▸ Description of the task
Rewrite every line from the start of the items through the line with "<point>568,351</point>", both ends included, keeping the requests and multiplying each point coordinate in the answers by 2.25, rounded to whole numbers with halves going up. Give only those lines, and leave out the pictures.

▸ Excerpted data
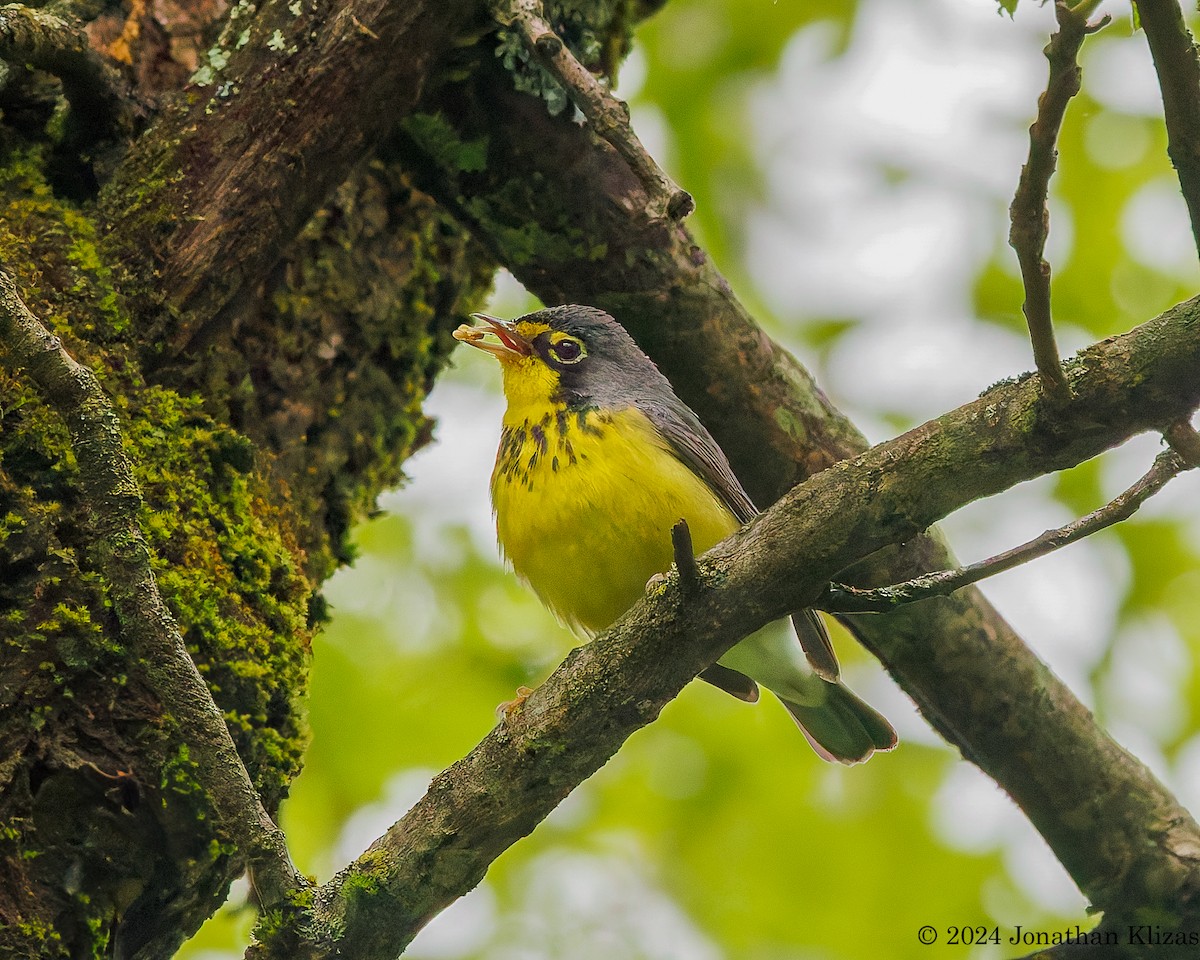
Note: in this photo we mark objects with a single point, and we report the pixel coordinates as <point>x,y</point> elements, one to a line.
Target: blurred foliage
<point>715,832</point>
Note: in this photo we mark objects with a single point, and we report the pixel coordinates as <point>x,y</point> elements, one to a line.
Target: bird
<point>598,461</point>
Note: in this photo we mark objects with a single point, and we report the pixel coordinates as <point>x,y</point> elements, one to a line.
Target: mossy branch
<point>839,598</point>
<point>52,40</point>
<point>121,556</point>
<point>1072,780</point>
<point>607,115</point>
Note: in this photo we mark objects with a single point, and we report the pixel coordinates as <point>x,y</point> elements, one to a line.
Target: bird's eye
<point>567,351</point>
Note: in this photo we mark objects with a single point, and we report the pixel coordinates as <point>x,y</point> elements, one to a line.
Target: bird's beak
<point>510,343</point>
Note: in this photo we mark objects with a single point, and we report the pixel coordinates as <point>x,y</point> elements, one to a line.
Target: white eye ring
<point>568,351</point>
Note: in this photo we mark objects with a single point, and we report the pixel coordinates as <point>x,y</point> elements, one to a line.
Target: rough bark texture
<point>1149,862</point>
<point>247,261</point>
<point>255,451</point>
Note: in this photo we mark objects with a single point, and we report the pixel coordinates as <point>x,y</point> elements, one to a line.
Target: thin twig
<point>1179,78</point>
<point>685,558</point>
<point>840,598</point>
<point>123,555</point>
<point>607,115</point>
<point>1031,220</point>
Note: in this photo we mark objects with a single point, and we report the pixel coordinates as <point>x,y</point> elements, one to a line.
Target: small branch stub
<point>685,559</point>
<point>607,115</point>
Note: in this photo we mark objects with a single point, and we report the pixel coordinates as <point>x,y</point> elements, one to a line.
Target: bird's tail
<point>841,726</point>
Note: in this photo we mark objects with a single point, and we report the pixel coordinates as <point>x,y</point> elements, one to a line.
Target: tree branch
<point>839,598</point>
<point>1179,78</point>
<point>53,41</point>
<point>121,553</point>
<point>606,114</point>
<point>288,103</point>
<point>1077,781</point>
<point>1031,220</point>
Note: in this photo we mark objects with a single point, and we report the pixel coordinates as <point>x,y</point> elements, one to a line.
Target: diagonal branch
<point>293,97</point>
<point>841,599</point>
<point>121,553</point>
<point>53,41</point>
<point>1069,778</point>
<point>606,114</point>
<point>1179,78</point>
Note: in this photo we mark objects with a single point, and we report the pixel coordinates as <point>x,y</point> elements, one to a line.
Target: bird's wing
<point>696,448</point>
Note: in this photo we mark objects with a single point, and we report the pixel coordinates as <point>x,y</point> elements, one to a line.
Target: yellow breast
<point>585,504</point>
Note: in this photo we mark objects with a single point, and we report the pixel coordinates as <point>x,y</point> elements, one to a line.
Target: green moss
<point>442,142</point>
<point>101,783</point>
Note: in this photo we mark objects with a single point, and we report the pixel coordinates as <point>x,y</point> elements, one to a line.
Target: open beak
<point>508,342</point>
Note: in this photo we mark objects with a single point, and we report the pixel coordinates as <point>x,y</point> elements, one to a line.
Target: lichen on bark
<point>255,453</point>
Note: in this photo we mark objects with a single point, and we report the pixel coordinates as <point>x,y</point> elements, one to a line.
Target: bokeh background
<point>852,166</point>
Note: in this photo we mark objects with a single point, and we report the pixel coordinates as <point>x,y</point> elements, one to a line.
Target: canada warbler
<point>598,461</point>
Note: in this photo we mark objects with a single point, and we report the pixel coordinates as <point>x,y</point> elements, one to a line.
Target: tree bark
<point>264,288</point>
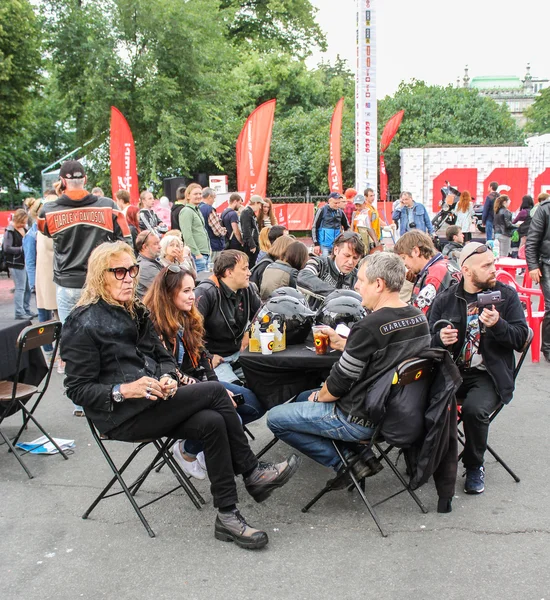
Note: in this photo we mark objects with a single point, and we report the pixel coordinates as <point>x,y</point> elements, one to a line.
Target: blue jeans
<point>489,232</point>
<point>224,371</point>
<point>45,315</point>
<point>250,411</point>
<point>66,300</point>
<point>202,263</point>
<point>310,426</point>
<point>22,296</point>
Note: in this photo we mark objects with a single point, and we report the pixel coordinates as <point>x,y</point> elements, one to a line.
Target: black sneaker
<point>266,477</point>
<point>475,481</point>
<point>232,527</point>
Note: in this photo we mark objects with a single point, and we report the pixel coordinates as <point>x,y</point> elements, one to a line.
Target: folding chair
<point>412,371</point>
<point>163,456</point>
<point>495,413</point>
<point>16,396</point>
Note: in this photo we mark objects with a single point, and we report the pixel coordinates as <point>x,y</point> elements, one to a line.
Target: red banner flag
<point>390,130</point>
<point>123,157</point>
<point>253,145</point>
<point>335,165</point>
<point>383,180</point>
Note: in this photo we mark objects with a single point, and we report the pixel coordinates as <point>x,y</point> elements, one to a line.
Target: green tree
<point>20,62</point>
<point>538,114</point>
<point>443,116</point>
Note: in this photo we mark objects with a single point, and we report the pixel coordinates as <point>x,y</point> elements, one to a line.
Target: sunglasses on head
<point>120,272</point>
<point>478,250</point>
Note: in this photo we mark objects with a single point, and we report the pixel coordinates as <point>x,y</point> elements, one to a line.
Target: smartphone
<point>238,399</point>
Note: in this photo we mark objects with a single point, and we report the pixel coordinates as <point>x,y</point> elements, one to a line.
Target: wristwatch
<point>116,394</point>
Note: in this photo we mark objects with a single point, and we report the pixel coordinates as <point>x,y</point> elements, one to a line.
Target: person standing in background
<point>464,212</point>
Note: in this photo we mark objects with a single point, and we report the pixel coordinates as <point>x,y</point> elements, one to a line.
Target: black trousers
<point>202,412</point>
<point>479,400</point>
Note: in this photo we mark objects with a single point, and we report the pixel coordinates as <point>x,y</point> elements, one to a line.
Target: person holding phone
<point>171,302</point>
<point>482,340</point>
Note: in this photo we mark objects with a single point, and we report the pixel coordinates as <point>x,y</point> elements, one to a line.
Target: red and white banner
<point>253,145</point>
<point>335,164</point>
<point>123,157</point>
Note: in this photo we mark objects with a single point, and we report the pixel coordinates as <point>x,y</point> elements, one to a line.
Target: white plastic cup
<point>266,341</point>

▸ Answer to this problem
Note: in this photo we mark objects with a single point, and we report the pixel coordinates as <point>x,y</point> elements, one to a line.
Target: blurred foliage
<point>1609,1872</point>
Note: in this photo we mark objects with a single point, and we report the pixel coordinates as <point>x,y</point> elements, one to a line.
Target: bird
<point>1346,1037</point>
Note: in this photo we mark objects with a single point, and we report the pixel coordinates as <point>x,y</point> elements, one to a line.
Target: mossy branch
<point>1888,1346</point>
<point>117,90</point>
<point>272,1251</point>
<point>2412,1755</point>
<point>1366,259</point>
Note: in this photo we mark objects with a single point, and we report the pixel coordinates as <point>x,y</point> elements, one to a line.
Target: bird's eye
<point>1276,790</point>
Note: in this photo we mark objects with a single point, and we report the pixel coordinates as <point>x,y</point> elements, one to a line.
Target: bird's beak
<point>1148,772</point>
Note: in this photo we mark objects with a single point, and we report the pixel coordinates as <point>x,y</point> elements, one to a line.
Target: white eye ring
<point>1278,790</point>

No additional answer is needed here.